▸ What you are asked to do:
Rewrite the material below, changing "query" to "prompt" everywhere it occurs and keeping everything else the same. Omit the pictures from your version.

▸ Dataset records:
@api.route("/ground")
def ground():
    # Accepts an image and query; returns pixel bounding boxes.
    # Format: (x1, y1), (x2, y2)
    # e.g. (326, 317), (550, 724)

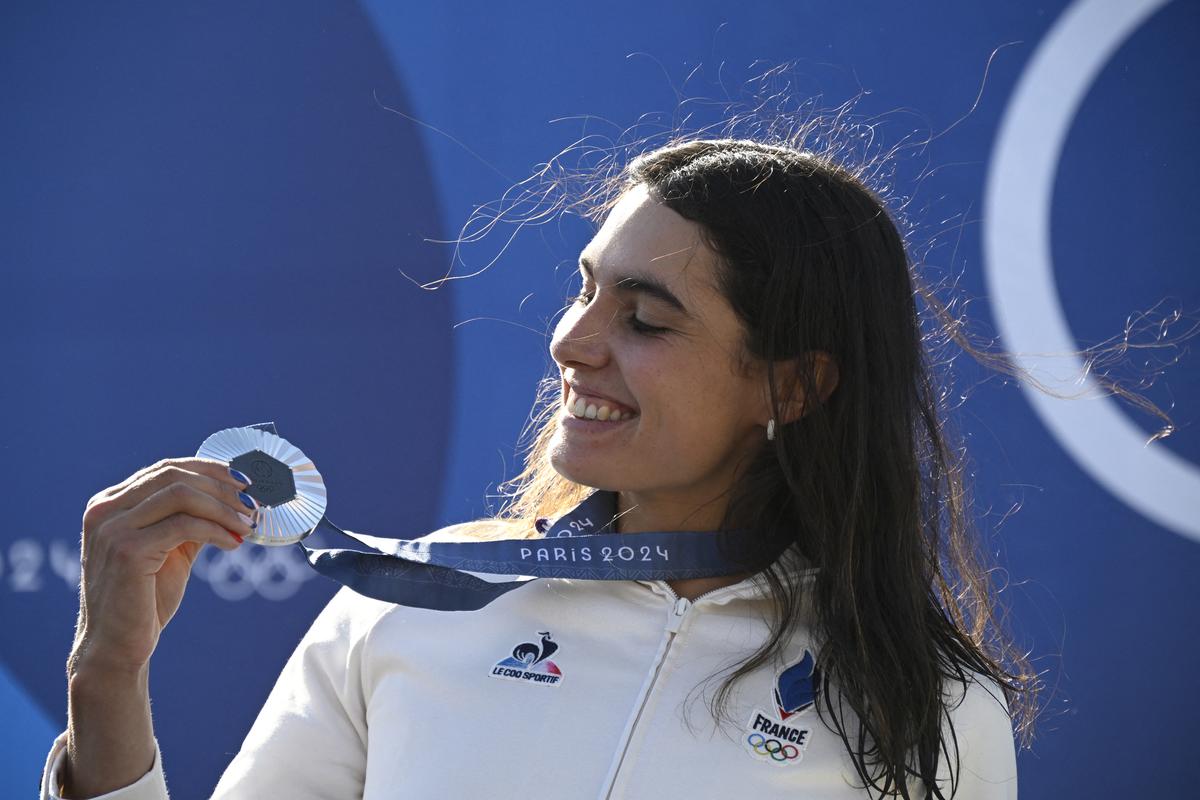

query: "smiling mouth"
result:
(564, 389), (637, 422)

▸ Worked answer:
@api.route("/ground")
def ground():
    # Accepts an image and prompt; returns pixel bounding boxes.
    # Format: (x1, y1), (x2, y2)
    # e.g. (326, 317), (550, 724)


prompt: "smiling mouth"
result:
(564, 389), (637, 422)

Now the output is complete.